## Your goal
Extract every line of the listing below and reproduce each one verbatim, without altering any character.

/---

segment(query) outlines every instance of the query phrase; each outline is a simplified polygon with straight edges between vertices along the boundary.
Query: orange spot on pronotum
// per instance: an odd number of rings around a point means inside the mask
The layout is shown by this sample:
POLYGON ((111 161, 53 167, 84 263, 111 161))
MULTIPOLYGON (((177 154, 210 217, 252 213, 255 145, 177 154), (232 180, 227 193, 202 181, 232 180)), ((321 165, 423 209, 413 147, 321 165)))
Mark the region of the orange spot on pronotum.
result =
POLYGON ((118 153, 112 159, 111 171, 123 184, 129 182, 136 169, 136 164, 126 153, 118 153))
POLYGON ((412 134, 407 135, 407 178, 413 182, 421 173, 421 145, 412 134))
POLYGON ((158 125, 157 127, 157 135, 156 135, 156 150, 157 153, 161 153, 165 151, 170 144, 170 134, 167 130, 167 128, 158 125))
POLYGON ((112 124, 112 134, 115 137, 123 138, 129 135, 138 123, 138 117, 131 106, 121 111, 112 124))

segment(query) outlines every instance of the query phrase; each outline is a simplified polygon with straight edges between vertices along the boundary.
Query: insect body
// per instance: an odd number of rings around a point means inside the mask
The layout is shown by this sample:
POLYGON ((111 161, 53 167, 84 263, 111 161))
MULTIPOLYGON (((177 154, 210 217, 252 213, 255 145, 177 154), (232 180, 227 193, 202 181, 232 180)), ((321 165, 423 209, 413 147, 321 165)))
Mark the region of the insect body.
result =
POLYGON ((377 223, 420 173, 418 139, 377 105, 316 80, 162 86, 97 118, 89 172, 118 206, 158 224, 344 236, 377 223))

\---

## Complete output
segment(query) outlines every instance of the query phrase; each outline is a simplified polygon with straight edges between vertices along the boundary.
Query: orange spot on pronotum
// per instance: an odd number of rings around a point means inside the mask
The layout is shown by this sample:
POLYGON ((111 161, 53 167, 84 263, 111 161))
MULTIPOLYGON (((177 154, 210 217, 252 213, 255 145, 177 154), (232 180, 227 193, 202 181, 232 180)), ((321 165, 423 209, 413 147, 321 165)))
Mark the region of the orange spot on pronotum.
result =
POLYGON ((118 153, 112 159, 111 171, 123 184, 129 182, 136 169, 136 164, 126 153, 118 153))
POLYGON ((412 134, 407 135, 407 178, 413 182, 421 173, 421 145, 412 134))
POLYGON ((158 125, 157 127, 157 135, 156 135, 156 150, 157 153, 161 153, 165 151, 170 144, 170 134, 167 130, 167 128, 158 125))
POLYGON ((112 124, 112 134, 115 137, 123 138, 129 135, 138 123, 138 117, 131 106, 121 111, 112 124))

segment(query) outlines every instance of the query phrase; each outline is a simplified polygon with straight edges between vertices along the boundary.
Query: insect body
// per instance: an odd number of rings around a point means inside the mask
The layout is shown by this sample:
POLYGON ((111 161, 53 167, 84 263, 111 161))
MULTIPOLYGON (((177 154, 210 217, 252 213, 255 145, 177 154), (232 180, 227 193, 202 181, 232 180)), ((321 165, 423 209, 413 147, 321 165)))
Mark the region of the insect body.
result =
POLYGON ((377 223, 420 173, 418 139, 377 105, 316 80, 162 86, 97 118, 89 172, 118 206, 158 224, 344 236, 377 223))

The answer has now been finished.